EXTRACTED RECORDS —
* start *

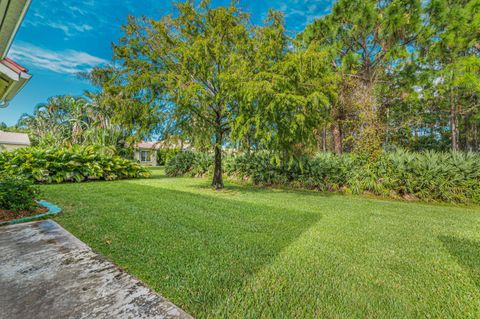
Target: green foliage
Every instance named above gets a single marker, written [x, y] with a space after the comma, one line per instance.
[68, 120]
[429, 176]
[75, 164]
[190, 164]
[164, 155]
[17, 192]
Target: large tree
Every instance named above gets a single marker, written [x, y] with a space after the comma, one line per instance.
[187, 65]
[368, 38]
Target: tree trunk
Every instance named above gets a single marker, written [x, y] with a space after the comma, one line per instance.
[217, 182]
[324, 140]
[337, 138]
[453, 122]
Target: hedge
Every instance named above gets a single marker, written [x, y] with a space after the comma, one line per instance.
[430, 176]
[76, 164]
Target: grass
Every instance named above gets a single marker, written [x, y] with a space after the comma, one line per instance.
[249, 252]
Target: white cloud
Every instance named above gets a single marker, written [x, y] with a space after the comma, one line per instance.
[67, 61]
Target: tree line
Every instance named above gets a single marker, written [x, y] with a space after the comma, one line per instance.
[369, 76]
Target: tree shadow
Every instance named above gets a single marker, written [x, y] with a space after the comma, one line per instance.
[467, 253]
[194, 249]
[237, 187]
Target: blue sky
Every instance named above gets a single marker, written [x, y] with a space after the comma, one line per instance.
[60, 38]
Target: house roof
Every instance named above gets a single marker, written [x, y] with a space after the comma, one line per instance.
[14, 138]
[12, 13]
[13, 76]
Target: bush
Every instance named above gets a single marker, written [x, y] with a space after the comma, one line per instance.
[189, 163]
[76, 164]
[428, 176]
[164, 155]
[17, 193]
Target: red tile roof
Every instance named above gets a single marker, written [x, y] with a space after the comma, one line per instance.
[13, 66]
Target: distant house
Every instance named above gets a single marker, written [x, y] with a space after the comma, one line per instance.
[10, 141]
[146, 153]
[13, 76]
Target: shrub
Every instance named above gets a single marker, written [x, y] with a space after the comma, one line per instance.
[428, 176]
[17, 193]
[76, 164]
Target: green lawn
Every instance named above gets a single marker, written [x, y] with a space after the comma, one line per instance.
[248, 252]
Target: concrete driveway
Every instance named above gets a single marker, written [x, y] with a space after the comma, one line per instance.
[45, 272]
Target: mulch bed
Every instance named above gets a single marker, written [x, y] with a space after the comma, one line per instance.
[7, 215]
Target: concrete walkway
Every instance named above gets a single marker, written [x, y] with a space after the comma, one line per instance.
[45, 272]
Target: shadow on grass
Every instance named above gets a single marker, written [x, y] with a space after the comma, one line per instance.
[193, 249]
[467, 253]
[239, 188]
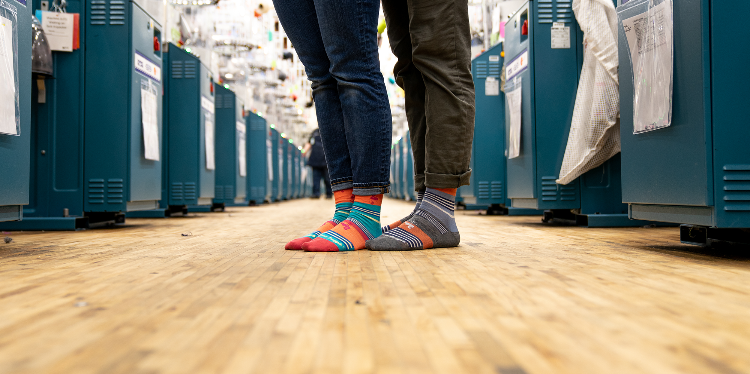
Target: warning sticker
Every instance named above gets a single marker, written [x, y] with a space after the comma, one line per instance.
[560, 37]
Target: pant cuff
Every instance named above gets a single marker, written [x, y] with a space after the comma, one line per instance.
[369, 189]
[419, 182]
[447, 180]
[341, 184]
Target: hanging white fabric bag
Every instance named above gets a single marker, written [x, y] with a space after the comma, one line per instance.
[595, 130]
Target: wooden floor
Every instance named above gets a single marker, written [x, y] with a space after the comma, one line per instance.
[516, 297]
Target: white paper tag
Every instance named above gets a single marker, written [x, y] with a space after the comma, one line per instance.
[207, 104]
[269, 159]
[59, 30]
[144, 66]
[210, 132]
[7, 80]
[242, 147]
[491, 87]
[561, 38]
[514, 105]
[149, 110]
[517, 66]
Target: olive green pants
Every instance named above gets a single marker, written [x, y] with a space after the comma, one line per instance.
[432, 40]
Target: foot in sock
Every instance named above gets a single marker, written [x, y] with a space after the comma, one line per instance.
[344, 201]
[433, 225]
[398, 223]
[362, 225]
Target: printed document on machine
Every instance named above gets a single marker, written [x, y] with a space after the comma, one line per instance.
[7, 80]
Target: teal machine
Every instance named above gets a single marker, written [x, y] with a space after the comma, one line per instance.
[276, 164]
[231, 157]
[407, 170]
[15, 128]
[487, 190]
[697, 171]
[549, 77]
[258, 177]
[96, 152]
[189, 172]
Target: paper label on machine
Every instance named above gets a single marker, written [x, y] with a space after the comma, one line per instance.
[144, 66]
[59, 28]
[210, 136]
[491, 87]
[517, 66]
[8, 99]
[560, 37]
[513, 98]
[650, 41]
[149, 119]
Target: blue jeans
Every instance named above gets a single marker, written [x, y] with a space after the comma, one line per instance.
[337, 42]
[318, 174]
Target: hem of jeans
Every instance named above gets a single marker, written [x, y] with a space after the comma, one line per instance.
[447, 180]
[369, 189]
[419, 185]
[342, 186]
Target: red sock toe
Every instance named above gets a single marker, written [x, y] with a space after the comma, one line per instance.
[320, 245]
[296, 244]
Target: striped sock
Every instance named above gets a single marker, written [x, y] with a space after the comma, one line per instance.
[420, 195]
[433, 225]
[344, 200]
[362, 225]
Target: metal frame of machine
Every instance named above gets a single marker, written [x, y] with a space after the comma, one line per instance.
[697, 171]
[549, 93]
[15, 150]
[88, 154]
[188, 103]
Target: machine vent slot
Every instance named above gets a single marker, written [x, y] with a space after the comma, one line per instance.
[177, 72]
[549, 189]
[96, 191]
[115, 189]
[98, 12]
[190, 191]
[117, 13]
[545, 11]
[496, 190]
[481, 69]
[483, 190]
[564, 11]
[737, 188]
[191, 69]
[177, 193]
[494, 70]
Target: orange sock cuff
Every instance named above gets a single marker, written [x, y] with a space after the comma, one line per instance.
[371, 199]
[450, 191]
[344, 196]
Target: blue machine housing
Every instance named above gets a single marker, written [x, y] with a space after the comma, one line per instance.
[231, 136]
[257, 163]
[697, 171]
[407, 169]
[88, 151]
[188, 103]
[277, 164]
[550, 81]
[487, 190]
[14, 150]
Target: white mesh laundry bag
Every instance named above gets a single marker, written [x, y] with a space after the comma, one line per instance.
[595, 131]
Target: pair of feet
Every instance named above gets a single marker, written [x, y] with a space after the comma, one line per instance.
[356, 225]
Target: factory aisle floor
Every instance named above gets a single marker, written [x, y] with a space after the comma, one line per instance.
[516, 297]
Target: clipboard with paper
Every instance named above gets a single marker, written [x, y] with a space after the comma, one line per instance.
[10, 113]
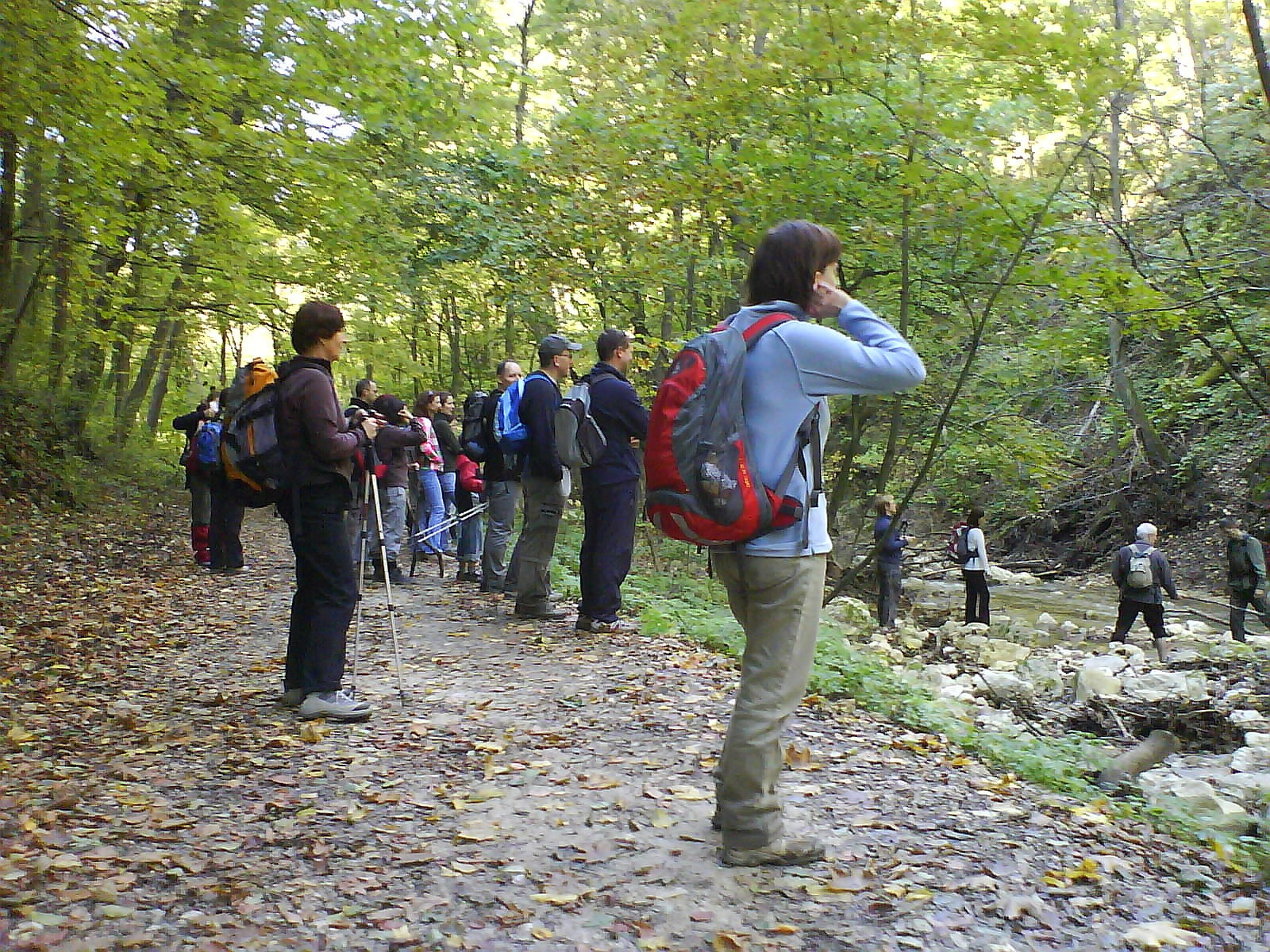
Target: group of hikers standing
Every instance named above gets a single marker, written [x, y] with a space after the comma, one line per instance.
[775, 582]
[1140, 571]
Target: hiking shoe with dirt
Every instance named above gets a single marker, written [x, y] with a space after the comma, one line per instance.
[787, 850]
[619, 626]
[334, 706]
[545, 613]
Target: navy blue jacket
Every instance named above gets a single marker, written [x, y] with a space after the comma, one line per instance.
[539, 403]
[620, 414]
[892, 551]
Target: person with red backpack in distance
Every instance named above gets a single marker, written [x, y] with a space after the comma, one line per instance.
[200, 490]
[776, 582]
[1141, 570]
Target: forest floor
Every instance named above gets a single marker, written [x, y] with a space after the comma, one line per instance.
[539, 789]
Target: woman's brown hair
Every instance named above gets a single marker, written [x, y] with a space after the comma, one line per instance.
[787, 259]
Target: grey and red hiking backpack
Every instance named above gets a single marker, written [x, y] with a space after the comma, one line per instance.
[702, 482]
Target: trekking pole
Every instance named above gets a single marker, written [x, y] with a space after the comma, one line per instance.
[362, 530]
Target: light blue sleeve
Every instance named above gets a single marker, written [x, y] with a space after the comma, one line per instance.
[873, 359]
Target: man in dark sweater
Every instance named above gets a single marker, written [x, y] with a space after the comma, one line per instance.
[1245, 575]
[1141, 570]
[502, 490]
[891, 556]
[541, 479]
[319, 447]
[610, 486]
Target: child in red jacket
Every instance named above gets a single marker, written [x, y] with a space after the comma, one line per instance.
[470, 530]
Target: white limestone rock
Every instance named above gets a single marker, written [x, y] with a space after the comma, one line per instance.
[1198, 799]
[1168, 685]
[999, 651]
[1003, 687]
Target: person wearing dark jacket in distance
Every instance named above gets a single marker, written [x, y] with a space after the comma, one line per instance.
[225, 530]
[891, 556]
[391, 442]
[444, 422]
[502, 490]
[610, 486]
[975, 573]
[1142, 596]
[541, 479]
[200, 493]
[776, 582]
[319, 446]
[1245, 575]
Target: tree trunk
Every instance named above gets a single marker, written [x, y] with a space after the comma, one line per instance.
[159, 393]
[1259, 48]
[522, 86]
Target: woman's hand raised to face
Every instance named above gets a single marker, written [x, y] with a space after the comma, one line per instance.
[827, 300]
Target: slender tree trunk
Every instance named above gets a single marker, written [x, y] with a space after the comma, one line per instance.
[1259, 46]
[522, 86]
[159, 393]
[1122, 382]
[59, 340]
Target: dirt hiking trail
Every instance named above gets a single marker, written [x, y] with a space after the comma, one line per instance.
[540, 789]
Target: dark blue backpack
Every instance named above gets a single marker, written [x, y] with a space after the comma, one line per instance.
[207, 444]
[508, 431]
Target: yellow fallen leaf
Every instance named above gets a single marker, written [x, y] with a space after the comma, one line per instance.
[556, 899]
[689, 793]
[1155, 936]
[311, 731]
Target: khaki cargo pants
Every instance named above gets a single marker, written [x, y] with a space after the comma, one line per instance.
[778, 602]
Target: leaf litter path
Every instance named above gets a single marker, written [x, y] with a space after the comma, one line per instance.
[540, 790]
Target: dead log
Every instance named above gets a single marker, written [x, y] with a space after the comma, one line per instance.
[1130, 763]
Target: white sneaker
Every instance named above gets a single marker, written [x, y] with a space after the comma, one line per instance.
[334, 706]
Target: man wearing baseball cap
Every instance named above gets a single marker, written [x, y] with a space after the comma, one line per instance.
[541, 479]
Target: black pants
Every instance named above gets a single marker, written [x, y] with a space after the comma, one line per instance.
[888, 594]
[1240, 600]
[225, 530]
[1127, 613]
[607, 545]
[976, 596]
[325, 587]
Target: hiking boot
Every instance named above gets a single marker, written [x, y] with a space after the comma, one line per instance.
[619, 626]
[787, 850]
[397, 577]
[545, 613]
[334, 706]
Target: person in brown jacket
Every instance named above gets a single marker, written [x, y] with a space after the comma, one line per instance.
[321, 443]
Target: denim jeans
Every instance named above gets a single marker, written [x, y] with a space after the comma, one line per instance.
[325, 587]
[501, 516]
[432, 512]
[393, 505]
[888, 594]
[448, 482]
[607, 545]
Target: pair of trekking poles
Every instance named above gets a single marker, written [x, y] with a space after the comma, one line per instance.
[429, 532]
[370, 501]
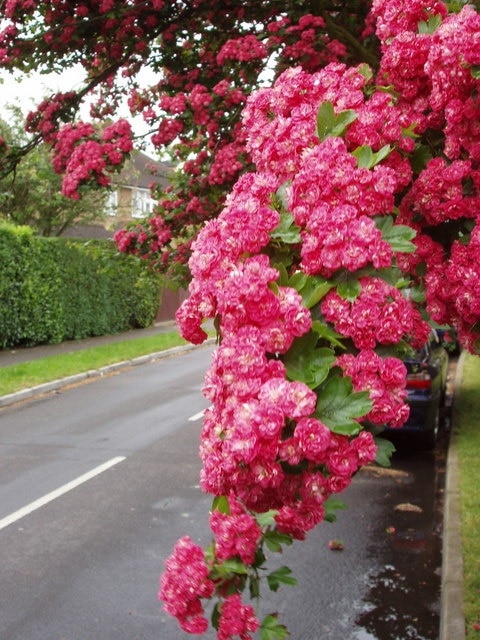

* end *

EXERCISE TASK — Pull out every line of the listing above that contains the word "pants" and copy each one unchanged.

TASK RESPONSE —
Target: olive green pants
Target: khaki cargo pants
Target: black pants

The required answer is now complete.